PAGE TEXT

Each Borrower and Lender irrevocably agree that ALL ACTIONS OR PROCEEDINGS IN
ANY WAY, MANNER OR RESPECT, ARISING OUT OF OR FROM OR RELATED TO THIS AGREEMENT,
THE OTHER LOAN DOCUMENTS OR THE COLLATERAL MAY BE LITIGATED IN COURTS HAVING
SITUS WITHIN THE CITY OF CHICAGO, STATE OF ILLINOIS.  EACH BORROWER AND LENDER
HEREBY CONSENT AND SUBMIT TO THE JURISDICTION OF ANY LOCAL, STATE OR FEDERAL
COURTS LOCATED WITHIN SAID CITY AND STATE.  EACH LOAN AND LENDER PARTY HEREBY
WAIVE ANY RIGHT IT MAY HAVE TO TRANSFER OR CHANGE THE VENUE OF ANY LITIGATION
BROUGHT AGAINST BORROWERS BY LENDER IN ACCORDANCE WITH THIS SECTION.
 
18.13           Revival and Reinstatement of Obligations.  If the incurrence or
payment of the Obligations by any Borrower or the transfer to Lender of any
property should for any reason subsequently be declared to be void or voidable
under any state or federal law relating to creditors’ rights, including
provisions of the Bankruptcy Code relating to fraudulent conveyances,
preferences, or other voidable or recoverable payments of money or transfers of
property (collectively, a “Voidable Transfer”), and if Lender is required to
repay or restore, in whole or in part, any such Voidable Transfer, or elects to
do so upon the reasonable advice of its counsel, then, as to any such Voidable
Transfer, or the amount thereof that Lender is required or elects to repay or
restore, and as to all reasonable costs, expenses, and attorneys fees of Lender,
the Obligations shall automatically shall be revived, reinstated, and restored
and shall exist as though such Voidable Transfer had never been made.

WHAT IS BEING ASKED
Extend the loan agreement excerpt past its final sentence, keeping its style of contract language. The material that comes after this loan agreement excerpt has no connection to it.

ENTRIES PROVIDED
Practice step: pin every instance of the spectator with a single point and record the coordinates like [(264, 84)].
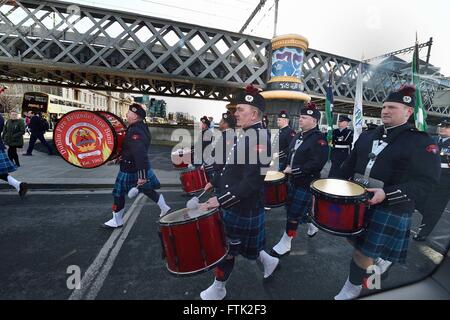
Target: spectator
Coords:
[(13, 136), (38, 126)]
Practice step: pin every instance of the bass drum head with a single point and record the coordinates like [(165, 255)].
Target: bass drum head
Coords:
[(338, 187), (85, 139), (272, 176), (183, 216)]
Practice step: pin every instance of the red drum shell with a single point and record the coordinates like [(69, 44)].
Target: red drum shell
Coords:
[(193, 180), (194, 245), (120, 128), (275, 192), (341, 215)]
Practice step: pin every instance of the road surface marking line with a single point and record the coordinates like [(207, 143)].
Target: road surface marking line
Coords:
[(94, 269)]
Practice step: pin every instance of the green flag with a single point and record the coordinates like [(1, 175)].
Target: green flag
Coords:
[(420, 114)]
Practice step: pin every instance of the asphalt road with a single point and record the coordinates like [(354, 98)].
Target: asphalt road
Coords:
[(49, 234)]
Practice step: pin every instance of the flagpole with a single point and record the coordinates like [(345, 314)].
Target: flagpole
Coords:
[(358, 108)]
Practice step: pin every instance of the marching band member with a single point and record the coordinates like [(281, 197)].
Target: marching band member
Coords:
[(135, 169), (399, 164), (436, 201), (240, 187), (308, 154), (342, 145)]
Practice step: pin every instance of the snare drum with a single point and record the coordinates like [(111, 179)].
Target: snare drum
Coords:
[(193, 180), (193, 241), (181, 158), (338, 206), (275, 189)]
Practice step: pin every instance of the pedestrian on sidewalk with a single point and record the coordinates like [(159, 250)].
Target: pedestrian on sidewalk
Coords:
[(135, 168), (38, 126), (6, 167), (12, 135)]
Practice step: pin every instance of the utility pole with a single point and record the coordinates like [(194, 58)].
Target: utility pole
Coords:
[(276, 19), (258, 7)]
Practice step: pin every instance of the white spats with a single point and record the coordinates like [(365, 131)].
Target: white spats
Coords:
[(312, 230), (349, 291), (216, 291), (14, 183), (133, 192), (284, 246), (270, 263), (116, 221), (383, 264), (192, 204), (163, 205)]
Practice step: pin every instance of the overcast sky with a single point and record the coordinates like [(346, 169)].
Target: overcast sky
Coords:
[(350, 28)]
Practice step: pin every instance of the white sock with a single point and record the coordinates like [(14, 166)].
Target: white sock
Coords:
[(163, 205), (13, 182)]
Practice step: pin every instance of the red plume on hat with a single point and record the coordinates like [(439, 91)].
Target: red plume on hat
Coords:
[(407, 90), (250, 89), (311, 105)]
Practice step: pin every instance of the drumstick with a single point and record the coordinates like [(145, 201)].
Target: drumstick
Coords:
[(193, 203)]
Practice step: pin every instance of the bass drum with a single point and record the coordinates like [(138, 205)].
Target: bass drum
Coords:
[(85, 139)]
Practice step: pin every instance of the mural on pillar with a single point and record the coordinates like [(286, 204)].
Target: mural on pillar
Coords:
[(287, 62)]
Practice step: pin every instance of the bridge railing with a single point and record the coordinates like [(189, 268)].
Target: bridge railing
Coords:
[(62, 44)]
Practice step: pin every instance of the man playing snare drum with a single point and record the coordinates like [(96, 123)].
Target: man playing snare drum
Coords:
[(239, 187), (307, 155), (398, 164)]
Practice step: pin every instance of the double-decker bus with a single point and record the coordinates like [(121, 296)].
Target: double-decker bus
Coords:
[(52, 107)]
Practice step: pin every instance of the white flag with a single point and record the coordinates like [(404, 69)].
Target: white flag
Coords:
[(357, 110)]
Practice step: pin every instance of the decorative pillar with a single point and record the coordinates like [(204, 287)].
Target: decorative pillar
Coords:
[(284, 90)]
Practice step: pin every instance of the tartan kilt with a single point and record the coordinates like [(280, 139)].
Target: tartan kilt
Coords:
[(250, 230), (298, 204), (6, 166), (127, 180), (386, 236)]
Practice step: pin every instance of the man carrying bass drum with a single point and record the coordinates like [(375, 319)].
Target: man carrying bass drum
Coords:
[(135, 169)]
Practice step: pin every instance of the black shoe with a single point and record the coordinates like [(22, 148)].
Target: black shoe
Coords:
[(23, 189), (418, 237)]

OUTPUT FOR THIS TASK
 
18.14           Reimbursement Among the Borrowers.  To the extent that any
Borrower shall be required to pay a portion of the Borrowers’ Obligations which
shall exceed the amount of loans, advances or other extensions of credit
received by any such Borrower and all interest, costs, fees and expenses
attributable to such loans, advances or other extensions of credit, then such
Borrower shall be reimbursed by the other Borrowers for the amount of such
excess pro rata, based on their respective net worth as of the date
hereof.  This Section is intended only to define the relative rights of any
Borrower among the Borrowers and nothing set forth in this Section is intended
to or shall impair the obligations of the Borrowers, jointly and severally, to
pay the Borrowers’ Obligations to Lender as and when the same shall become due
and payable in accordance with the terms hereof.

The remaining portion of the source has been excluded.